[start DATA LISTING]

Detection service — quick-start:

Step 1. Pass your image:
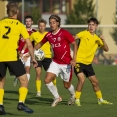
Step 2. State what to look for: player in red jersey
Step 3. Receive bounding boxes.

[35,15,77,107]
[13,16,36,86]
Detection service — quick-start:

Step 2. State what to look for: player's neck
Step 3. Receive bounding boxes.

[9,15,17,19]
[52,27,60,34]
[26,27,32,31]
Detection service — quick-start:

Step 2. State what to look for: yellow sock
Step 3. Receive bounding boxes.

[36,80,41,92]
[52,78,56,86]
[0,89,4,105]
[75,91,81,99]
[19,87,28,103]
[95,90,102,99]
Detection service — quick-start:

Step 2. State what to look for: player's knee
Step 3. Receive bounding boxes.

[64,82,71,89]
[19,75,28,87]
[44,78,51,84]
[79,79,85,85]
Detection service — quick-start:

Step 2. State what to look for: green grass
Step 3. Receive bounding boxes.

[4,65,117,117]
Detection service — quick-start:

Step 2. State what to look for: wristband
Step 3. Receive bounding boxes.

[21,50,24,54]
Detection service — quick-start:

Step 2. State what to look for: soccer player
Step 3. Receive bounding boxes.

[13,16,36,86]
[74,18,112,106]
[35,15,77,107]
[30,19,56,97]
[0,2,37,115]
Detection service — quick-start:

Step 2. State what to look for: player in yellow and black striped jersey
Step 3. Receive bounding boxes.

[30,19,56,97]
[0,2,37,115]
[74,18,112,106]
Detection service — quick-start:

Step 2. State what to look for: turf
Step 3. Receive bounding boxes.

[4,65,117,117]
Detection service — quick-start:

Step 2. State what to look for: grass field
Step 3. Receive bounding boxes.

[4,65,117,117]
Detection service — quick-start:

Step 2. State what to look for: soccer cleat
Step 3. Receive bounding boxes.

[0,105,6,115]
[17,103,34,114]
[13,78,18,87]
[75,99,81,106]
[51,97,62,107]
[36,92,41,97]
[98,100,113,105]
[68,97,75,105]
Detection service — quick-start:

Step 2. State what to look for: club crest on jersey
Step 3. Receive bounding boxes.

[57,37,61,41]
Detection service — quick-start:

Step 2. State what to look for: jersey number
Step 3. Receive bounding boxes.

[2,26,11,39]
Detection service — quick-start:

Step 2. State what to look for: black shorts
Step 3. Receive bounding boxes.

[36,58,52,71]
[0,60,26,78]
[74,63,95,77]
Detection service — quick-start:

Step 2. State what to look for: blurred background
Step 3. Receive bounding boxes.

[0,0,117,65]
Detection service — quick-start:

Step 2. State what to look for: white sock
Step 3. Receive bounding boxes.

[68,84,75,97]
[46,82,60,98]
[26,74,30,81]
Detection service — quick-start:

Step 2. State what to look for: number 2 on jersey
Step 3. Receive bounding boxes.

[2,26,11,39]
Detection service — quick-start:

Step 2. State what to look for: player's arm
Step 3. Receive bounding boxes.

[34,42,43,50]
[100,35,109,52]
[34,35,47,50]
[26,38,37,67]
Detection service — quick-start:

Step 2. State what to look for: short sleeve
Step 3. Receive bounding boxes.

[65,30,75,43]
[29,33,34,41]
[21,24,29,39]
[76,31,84,39]
[97,37,104,47]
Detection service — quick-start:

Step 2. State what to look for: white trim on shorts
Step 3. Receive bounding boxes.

[47,61,73,82]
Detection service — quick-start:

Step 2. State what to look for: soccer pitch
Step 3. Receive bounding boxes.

[4,65,117,117]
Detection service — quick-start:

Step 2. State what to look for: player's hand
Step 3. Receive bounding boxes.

[31,59,38,68]
[100,35,105,43]
[19,53,23,58]
[70,59,76,67]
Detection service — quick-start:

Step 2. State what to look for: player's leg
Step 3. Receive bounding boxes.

[35,61,42,97]
[44,62,62,107]
[59,64,75,105]
[74,63,85,106]
[8,60,33,113]
[85,64,112,104]
[24,57,31,81]
[89,75,113,105]
[0,62,7,115]
[42,58,56,86]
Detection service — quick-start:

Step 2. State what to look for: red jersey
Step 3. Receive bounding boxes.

[18,29,36,54]
[41,29,75,64]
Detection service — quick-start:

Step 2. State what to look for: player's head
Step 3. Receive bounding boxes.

[49,14,61,30]
[25,15,33,28]
[37,19,47,33]
[87,18,99,34]
[6,2,19,17]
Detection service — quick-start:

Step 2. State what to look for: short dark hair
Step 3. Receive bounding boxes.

[87,17,99,25]
[25,15,33,21]
[37,19,47,24]
[49,14,61,27]
[6,2,18,17]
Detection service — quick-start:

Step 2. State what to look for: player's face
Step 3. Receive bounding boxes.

[38,22,46,33]
[25,18,33,28]
[49,19,59,31]
[88,22,97,34]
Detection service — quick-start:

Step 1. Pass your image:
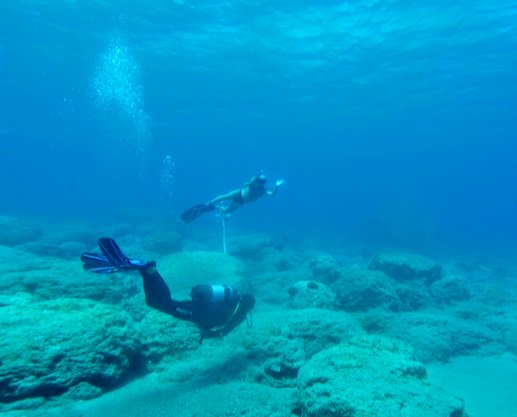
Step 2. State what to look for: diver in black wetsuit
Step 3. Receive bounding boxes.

[181,171,284,223]
[81,237,255,343]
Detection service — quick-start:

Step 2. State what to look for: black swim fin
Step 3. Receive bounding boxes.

[181,204,215,223]
[81,237,156,274]
[81,252,118,274]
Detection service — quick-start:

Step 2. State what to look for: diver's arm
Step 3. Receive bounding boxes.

[266,180,284,197]
[140,267,193,321]
[206,188,241,206]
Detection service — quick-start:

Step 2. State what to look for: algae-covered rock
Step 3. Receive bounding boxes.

[0,215,42,246]
[287,281,338,310]
[298,336,466,417]
[243,308,363,386]
[309,254,341,284]
[228,233,281,260]
[368,253,443,285]
[384,311,504,362]
[332,267,401,311]
[142,229,183,254]
[0,295,145,402]
[158,251,245,291]
[0,246,141,303]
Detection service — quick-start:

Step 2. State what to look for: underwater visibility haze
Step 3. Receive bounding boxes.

[end DATA LISTING]

◆ OBJECTIVE
Rewrite all of the material above as a Markdown table with two columns, Row and Line, giving each line its own numbered row and skipping blank lines. Leave the pictures out of the table.

◆ ANSWER FOR THE TASK
| Row | Line |
|---|---|
| 1 | Detection service — quick-start: |
| 2 | Step 1. Pass your image: |
| 3 | Step 2. State what to look for: player in red jersey |
| 4 | Step 3. Receive bounding boxes. |
| 5 | [35,15,77,107] |
| 6 | [13,16,36,86] |
| 7 | Detection service — quick-start: |
| 8 | Step 2. State what to look for: player's neck |
| 9 | Step 3. Receive bounding boxes. |
| 10 | [9,15,17,19] |
| 11 | [52,27,60,34] |
| 12 | [26,27,32,31] |
| 13 | Detection service — quick-start: |
| 14 | Step 2. State what to look for: yellow sock |
| 15 | Step 3. Receive bounding boxes. |
| 16 | [36,80,41,92] |
| 17 | [52,78,56,86] |
| 18 | [0,89,4,105] |
| 19 | [75,91,81,99] |
| 20 | [19,87,28,103] |
| 21 | [95,90,102,99] |
| 22 | Detection service — quick-start: |
| 23 | Step 2. State what to look for: player's knee |
| 24 | Step 3. Receive bounding boxes. |
| 25 | [64,82,71,89] |
| 26 | [19,75,28,87] |
| 27 | [44,78,51,84] |
| 28 | [79,79,85,85] |
| 29 | Detection service — quick-start: |
| 30 | Step 2. State what to look for: green grass |
| 31 | Step 3. Receive bounding boxes. |
| 32 | [4,65,117,117] |
| 33 | Detection service — quick-start: |
| 34 | Step 2. State what to look for: wristband |
| 35 | Step 3. Receive bounding boxes. |
| 36 | [21,50,24,54] |
| 37 | Detection service — quick-start: |
| 38 | Step 2. State what to look for: soccer player |
| 39 | Step 3. Receive bounding boxes. |
| 40 | [13,16,36,86] |
| 41 | [74,18,112,106] |
| 42 | [35,15,77,107] |
| 43 | [30,19,56,97] |
| 44 | [0,2,37,115] |
| 45 | Detection service — quick-start: |
| 46 | Step 2. State what to look for: player in yellow and black striped jersey |
| 47 | Step 3. Receive bounding boxes. |
| 48 | [30,19,56,97] |
| 49 | [0,2,37,115] |
| 50 | [74,18,112,106] |
| 51 | Detection service — quick-start: |
| 52 | Step 2. State what to look for: turf |
| 53 | Step 3. Receive bounding boxes. |
| 54 | [4,65,117,117] |
| 55 | Detection service — quick-start: |
| 56 | Step 2. State what to look for: grass field |
| 57 | Step 3. Receive bounding boxes. |
| 58 | [4,65,117,117] |
| 59 | Detection service — quick-start: |
| 60 | Step 2. State what to look for: soccer cleat |
| 61 | Step 3. Receive bounding boxes. |
| 62 | [0,105,6,115] |
| 63 | [17,103,34,114] |
| 64 | [13,78,18,87] |
| 65 | [75,99,81,106] |
| 66 | [51,97,62,107] |
| 67 | [36,92,41,97] |
| 68 | [98,100,113,105] |
| 69 | [68,97,75,105] |
| 70 | Detection service — quick-start: |
| 71 | Step 2. State what to look for: club crest on jersey |
| 72 | Step 3. Receive bounding boxes. |
| 73 | [57,37,61,41] |
| 74 | Detection service — quick-start: |
| 75 | Step 2. State what to look for: jersey number |
| 76 | Step 3. Receive bounding boxes. |
| 77 | [2,26,11,39] |
| 78 | Detection service — quick-start: |
| 79 | Step 2. State what to look for: black shorts |
| 80 | Step 3. Receive bounding boxes. |
| 81 | [36,58,52,71] |
| 82 | [0,60,26,78] |
| 83 | [74,63,95,77] |
| 84 | Detection service — quick-start: |
| 85 | Step 2. State what to look for: blurred background |
| 86 | Step 3. Receive bounding boxes. |
| 87 | [0,0,117,65] |
| 88 | Detection service — quick-start: |
| 89 | Step 2. State what to look for: white sock |
| 90 | Step 3. Receive bounding boxes. |
| 91 | [68,84,75,97] |
| 92 | [46,82,60,98] |
| 93 | [26,74,30,81] |
| 94 | Detection service — quick-start: |
| 95 | Step 2. State what to look for: number 2 on jersey |
| 96 | Step 3. Receive bounding boxes. |
| 97 | [2,26,11,39] |
| 98 | Detection service — quick-start: |
| 99 | Step 2. State what to look for: player's arm |
| 100 | Step 3. Receive bounding boxes. |
| 101 | [34,42,43,50] |
| 102 | [100,35,109,52] |
| 103 | [34,35,47,50] |
| 104 | [26,38,37,67] |
| 105 | Detection service — quick-start: |
| 106 | Step 2. State what to look for: short sleeve |
| 107 | Step 3. Receive bounding boxes. |
| 108 | [65,30,75,43] |
| 109 | [29,33,34,41] |
| 110 | [21,24,29,39] |
| 111 | [76,31,84,39] |
| 112 | [97,37,104,47] |
| 113 | Detection service — quick-start: |
| 114 | Step 2. State what to look for: white trim on shorts |
| 115 | Step 3. Receive bounding boxes. |
| 116 | [47,61,73,82] |
| 117 | Detection service — quick-start: |
| 118 | Step 2. State what to look for: soccer pitch |
| 119 | Step 3. Receive bounding boxes. |
| 120 | [4,65,117,117] |
| 121 | Detection service — quick-start: |
| 122 | Step 2. State what to look for: player's hand |
| 123 | Step 3. Receive bounding boxes. |
| 124 | [31,59,38,68] |
| 125 | [100,35,105,43] |
| 126 | [19,53,23,58] |
| 127 | [70,59,76,67] |
| 128 | Detection service — quick-start: |
| 129 | Step 2. State what to look for: player's leg |
| 130 | Step 3. Receive bounding boxes. |
| 131 | [35,61,42,97] |
| 132 | [44,62,62,107] |
| 133 | [59,64,75,105] |
| 134 | [74,63,85,106] |
| 135 | [8,60,33,113] |
| 136 | [85,64,112,104] |
| 137 | [24,57,31,81] |
| 138 | [89,75,113,105] |
| 139 | [0,62,7,115] |
| 140 | [42,58,56,86] |
| 141 | Detection service — quick-start: |
| 142 | Step 2. State what to look for: red jersey |
| 143 | Step 3. Receive bounding boxes. |
| 144 | [18,29,36,54] |
| 145 | [41,29,75,64] |
| 146 | Detection service — quick-start: |
| 147 | Step 2. State what to look for: player's head |
| 148 | Step 3. Receive bounding boxes. |
| 149 | [49,14,61,30] |
| 150 | [25,15,33,28] |
| 151 | [37,19,47,33] |
| 152 | [87,18,99,34] |
| 153 | [6,2,19,17] |
| 154 | Detection service — quick-start: |
| 155 | Step 2. State what to look for: short dark hair |
| 156 | Step 3. Receive bounding boxes. |
| 157 | [87,17,99,25] |
| 158 | [25,15,33,21] |
| 159 | [37,19,47,24] |
| 160 | [49,14,61,27] |
| 161 | [6,2,18,17] |
| 162 | Detection service — quick-start: |
| 163 | Step 2. State what to look for: player's face |
| 164 | Step 3. Receive bounding boxes. |
| 165 | [38,22,46,33] |
| 166 | [25,18,33,28] |
| 167 | [49,19,59,31] |
| 168 | [88,22,97,34] |
| 169 | Detection service — quick-start: |
| 170 | Step 1. Pass your image: |
| 171 | Step 2. State what to look for: diver in black wetsuit |
| 172 | Step 3. Receive bounding boxes. |
| 173 | [181,171,284,223] |
| 174 | [81,237,255,343] |
| 175 | Detection service — quick-start: |
| 176 | Step 2. State what to look for: black swim fin |
| 177 | Step 3. Receive bounding boxes. |
| 178 | [181,204,215,223] |
| 179 | [81,237,156,274] |
| 180 | [81,252,118,274] |
| 181 | Detection service — quick-start: |
| 182 | Step 2. State what to look for: diver's arm |
| 183 | Step 3. Receive bounding boxes. |
| 184 | [266,180,284,197] |
| 185 | [140,267,193,321] |
| 186 | [206,188,241,206] |
| 187 | Detection service — quick-start: |
| 188 | Step 2. State what to look for: algae-covered rock |
| 189 | Step 3. Receive bounding boxes. |
| 190 | [0,215,42,246] |
| 191 | [287,281,338,310] |
| 192 | [298,336,466,417] |
| 193 | [243,308,363,386] |
| 194 | [309,254,341,284] |
| 195 | [228,233,281,260] |
| 196 | [368,253,443,285] |
| 197 | [384,311,504,362] |
| 198 | [332,267,401,311] |
| 199 | [142,229,183,254] |
| 200 | [0,295,145,402] |
| 201 | [158,251,245,291] |
| 202 | [0,246,141,303] |
| 203 | Detection service — quick-start: |
| 204 | Step 2. State what to look for: underwater visibility haze |
| 205 | Step 3. Receive bounding boxes. |